=== Task prompt ===
When the line with "Target: golden water reflection" appears below, start repeating lines exactly, and keep going through the line with "The component shall locate one point per instance of the lake"; add nothing outside that span.

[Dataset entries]
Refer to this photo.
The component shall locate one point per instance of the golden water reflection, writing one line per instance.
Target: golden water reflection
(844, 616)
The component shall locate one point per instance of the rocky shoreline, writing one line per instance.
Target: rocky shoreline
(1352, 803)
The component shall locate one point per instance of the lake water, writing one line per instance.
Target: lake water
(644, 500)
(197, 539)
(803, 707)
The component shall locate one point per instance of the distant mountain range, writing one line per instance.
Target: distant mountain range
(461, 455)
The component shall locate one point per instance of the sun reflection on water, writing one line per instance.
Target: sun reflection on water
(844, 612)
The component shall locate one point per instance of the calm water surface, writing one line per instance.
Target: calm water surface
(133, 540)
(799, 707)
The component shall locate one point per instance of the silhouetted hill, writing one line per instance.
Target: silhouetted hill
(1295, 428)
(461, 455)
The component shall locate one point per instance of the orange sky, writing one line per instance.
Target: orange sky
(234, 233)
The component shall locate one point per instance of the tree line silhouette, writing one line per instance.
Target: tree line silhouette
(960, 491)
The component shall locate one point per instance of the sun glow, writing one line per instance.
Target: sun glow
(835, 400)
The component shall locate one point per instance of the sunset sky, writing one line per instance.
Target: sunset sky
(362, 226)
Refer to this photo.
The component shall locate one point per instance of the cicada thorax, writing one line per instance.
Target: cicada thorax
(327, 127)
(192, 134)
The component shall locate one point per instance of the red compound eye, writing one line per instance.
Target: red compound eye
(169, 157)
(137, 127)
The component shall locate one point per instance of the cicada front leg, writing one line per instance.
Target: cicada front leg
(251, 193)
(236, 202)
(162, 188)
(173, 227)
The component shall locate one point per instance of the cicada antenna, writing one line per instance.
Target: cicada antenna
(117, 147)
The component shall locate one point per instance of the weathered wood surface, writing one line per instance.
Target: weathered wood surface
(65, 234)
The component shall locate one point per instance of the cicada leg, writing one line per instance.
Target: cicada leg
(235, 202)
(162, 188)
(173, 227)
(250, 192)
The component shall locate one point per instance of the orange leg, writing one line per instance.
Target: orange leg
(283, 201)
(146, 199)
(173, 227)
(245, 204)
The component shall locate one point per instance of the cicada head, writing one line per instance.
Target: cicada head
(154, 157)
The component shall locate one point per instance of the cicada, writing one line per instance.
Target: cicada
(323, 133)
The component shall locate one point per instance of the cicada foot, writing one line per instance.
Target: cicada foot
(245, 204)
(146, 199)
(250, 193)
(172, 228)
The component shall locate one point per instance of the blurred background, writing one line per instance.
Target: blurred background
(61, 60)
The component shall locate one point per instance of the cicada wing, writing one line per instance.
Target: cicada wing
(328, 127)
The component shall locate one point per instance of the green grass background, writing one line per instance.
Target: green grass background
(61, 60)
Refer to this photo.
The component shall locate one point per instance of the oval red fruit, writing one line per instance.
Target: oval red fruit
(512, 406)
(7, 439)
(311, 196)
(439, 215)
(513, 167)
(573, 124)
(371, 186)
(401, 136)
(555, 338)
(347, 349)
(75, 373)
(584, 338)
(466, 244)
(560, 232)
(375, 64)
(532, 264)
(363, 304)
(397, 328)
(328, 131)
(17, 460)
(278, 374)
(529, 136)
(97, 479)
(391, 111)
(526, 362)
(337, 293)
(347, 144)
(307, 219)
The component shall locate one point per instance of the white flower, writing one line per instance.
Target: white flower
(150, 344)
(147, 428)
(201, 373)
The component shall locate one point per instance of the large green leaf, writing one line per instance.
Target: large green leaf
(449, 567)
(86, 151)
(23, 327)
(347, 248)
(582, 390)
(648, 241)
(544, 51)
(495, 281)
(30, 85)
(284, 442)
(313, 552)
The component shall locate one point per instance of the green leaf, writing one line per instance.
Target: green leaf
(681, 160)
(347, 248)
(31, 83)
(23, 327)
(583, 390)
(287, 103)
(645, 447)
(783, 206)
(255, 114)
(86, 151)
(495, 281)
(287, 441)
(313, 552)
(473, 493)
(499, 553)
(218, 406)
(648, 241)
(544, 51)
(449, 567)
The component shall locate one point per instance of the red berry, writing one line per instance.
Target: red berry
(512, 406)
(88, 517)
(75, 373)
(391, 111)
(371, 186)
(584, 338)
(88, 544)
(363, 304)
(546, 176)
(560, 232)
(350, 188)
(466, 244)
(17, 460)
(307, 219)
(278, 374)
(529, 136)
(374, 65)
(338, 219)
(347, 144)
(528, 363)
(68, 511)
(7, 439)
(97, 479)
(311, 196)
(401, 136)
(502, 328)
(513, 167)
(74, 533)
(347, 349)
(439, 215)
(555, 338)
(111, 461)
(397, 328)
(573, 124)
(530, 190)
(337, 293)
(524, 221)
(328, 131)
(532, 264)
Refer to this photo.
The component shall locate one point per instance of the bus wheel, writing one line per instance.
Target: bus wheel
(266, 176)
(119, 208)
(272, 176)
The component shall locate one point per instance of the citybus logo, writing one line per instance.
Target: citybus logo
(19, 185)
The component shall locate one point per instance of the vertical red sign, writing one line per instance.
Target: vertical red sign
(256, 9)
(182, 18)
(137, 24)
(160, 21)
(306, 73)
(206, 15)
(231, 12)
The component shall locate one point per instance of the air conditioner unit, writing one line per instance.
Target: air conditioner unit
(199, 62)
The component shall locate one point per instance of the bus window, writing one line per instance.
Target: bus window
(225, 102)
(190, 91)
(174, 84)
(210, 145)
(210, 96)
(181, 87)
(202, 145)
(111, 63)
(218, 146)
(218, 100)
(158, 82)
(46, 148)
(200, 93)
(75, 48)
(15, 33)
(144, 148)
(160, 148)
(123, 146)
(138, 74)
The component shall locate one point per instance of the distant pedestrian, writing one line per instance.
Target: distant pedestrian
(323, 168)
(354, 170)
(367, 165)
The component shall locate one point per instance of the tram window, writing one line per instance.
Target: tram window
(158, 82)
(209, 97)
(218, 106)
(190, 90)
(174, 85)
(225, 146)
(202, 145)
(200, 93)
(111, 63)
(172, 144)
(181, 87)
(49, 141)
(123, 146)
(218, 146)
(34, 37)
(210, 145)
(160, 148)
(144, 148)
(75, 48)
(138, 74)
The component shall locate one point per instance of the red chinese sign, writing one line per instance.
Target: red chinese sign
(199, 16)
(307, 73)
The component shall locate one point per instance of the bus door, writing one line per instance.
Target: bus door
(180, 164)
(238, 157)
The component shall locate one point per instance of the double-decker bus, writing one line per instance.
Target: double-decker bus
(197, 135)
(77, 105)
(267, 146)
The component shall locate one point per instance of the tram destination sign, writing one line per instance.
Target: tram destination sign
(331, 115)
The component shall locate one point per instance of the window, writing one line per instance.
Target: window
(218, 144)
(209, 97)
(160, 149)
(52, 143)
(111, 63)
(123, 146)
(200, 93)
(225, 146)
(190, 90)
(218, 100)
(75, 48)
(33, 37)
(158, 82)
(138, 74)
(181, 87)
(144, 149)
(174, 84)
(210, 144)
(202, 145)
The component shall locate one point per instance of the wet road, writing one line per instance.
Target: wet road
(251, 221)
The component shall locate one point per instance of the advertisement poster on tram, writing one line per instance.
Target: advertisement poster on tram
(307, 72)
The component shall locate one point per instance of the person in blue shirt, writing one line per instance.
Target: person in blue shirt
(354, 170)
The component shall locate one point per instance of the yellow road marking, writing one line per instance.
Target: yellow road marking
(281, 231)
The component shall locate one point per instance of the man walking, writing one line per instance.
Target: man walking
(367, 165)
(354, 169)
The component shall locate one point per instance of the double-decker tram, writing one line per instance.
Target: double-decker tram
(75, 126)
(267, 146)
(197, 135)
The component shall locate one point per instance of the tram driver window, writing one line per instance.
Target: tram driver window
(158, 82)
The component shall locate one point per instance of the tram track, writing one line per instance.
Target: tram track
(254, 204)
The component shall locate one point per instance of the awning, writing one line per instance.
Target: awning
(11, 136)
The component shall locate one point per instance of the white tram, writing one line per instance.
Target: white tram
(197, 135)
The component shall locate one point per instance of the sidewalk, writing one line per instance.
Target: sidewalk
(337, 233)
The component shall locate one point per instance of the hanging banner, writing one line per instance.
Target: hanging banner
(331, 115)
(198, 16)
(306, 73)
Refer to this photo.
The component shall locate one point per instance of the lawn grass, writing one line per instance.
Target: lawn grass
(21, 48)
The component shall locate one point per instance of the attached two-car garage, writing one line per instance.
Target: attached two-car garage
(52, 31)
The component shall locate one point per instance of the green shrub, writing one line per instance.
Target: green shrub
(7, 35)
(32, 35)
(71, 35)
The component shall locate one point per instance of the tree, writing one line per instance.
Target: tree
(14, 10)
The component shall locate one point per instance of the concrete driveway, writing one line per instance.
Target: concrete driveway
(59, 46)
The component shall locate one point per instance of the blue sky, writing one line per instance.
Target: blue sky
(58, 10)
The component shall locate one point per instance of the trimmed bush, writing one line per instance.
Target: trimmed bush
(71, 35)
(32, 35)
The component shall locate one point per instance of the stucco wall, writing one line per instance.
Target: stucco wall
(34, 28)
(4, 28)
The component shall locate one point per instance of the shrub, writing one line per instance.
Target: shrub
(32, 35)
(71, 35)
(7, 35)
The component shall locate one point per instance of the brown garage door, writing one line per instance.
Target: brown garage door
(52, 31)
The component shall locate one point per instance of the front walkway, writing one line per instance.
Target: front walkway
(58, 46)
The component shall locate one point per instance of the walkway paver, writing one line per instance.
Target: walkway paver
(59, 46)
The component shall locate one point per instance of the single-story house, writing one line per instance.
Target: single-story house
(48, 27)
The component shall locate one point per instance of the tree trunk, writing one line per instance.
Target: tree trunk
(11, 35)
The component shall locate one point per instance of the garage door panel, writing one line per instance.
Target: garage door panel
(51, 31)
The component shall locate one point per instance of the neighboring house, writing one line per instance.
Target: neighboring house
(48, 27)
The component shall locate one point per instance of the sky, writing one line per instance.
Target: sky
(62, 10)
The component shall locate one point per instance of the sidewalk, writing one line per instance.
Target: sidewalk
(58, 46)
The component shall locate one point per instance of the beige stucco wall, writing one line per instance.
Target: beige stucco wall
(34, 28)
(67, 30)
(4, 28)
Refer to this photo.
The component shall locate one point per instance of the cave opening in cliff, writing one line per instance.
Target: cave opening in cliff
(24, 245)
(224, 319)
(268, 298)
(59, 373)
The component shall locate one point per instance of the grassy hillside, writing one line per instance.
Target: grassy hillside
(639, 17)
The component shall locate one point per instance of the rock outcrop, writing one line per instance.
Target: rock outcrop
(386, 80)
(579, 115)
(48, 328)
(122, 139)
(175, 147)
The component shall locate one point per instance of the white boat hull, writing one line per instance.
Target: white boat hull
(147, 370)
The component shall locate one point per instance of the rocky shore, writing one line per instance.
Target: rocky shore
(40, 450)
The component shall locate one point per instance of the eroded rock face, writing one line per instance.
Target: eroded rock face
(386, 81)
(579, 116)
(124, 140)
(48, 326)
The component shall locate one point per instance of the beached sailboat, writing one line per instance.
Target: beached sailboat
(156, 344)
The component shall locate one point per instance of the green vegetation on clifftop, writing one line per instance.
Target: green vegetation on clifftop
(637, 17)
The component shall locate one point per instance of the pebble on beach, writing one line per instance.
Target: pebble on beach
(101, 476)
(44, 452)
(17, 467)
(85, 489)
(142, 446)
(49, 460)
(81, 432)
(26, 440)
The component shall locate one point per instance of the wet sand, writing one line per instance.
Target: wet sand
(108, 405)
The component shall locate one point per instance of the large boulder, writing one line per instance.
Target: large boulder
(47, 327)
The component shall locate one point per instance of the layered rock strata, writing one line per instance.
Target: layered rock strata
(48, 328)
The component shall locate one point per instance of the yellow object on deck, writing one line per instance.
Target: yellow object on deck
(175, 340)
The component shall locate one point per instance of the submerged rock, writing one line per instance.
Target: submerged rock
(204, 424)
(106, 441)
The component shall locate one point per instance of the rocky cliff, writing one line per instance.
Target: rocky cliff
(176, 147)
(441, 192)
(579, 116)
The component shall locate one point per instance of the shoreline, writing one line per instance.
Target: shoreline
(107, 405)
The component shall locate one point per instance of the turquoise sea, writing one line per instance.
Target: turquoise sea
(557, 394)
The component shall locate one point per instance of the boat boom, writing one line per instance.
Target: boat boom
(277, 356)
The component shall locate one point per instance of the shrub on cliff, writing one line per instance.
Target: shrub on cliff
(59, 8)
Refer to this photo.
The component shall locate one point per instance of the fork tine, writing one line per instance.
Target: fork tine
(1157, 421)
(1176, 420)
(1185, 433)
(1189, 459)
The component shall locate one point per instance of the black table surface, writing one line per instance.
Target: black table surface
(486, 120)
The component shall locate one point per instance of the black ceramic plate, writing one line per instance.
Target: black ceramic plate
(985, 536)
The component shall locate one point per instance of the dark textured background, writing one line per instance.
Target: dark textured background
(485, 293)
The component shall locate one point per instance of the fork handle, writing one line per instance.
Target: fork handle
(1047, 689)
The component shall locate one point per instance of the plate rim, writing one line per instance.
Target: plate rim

=== Result ===
Target: golden water reflection
(844, 616)
The component shall locate one point per instance of the rocky shoreline, writing one line per instance.
Target: rocky shoreline
(1352, 803)
The component shall locate one point per instance of the lake water, writing one line per instance.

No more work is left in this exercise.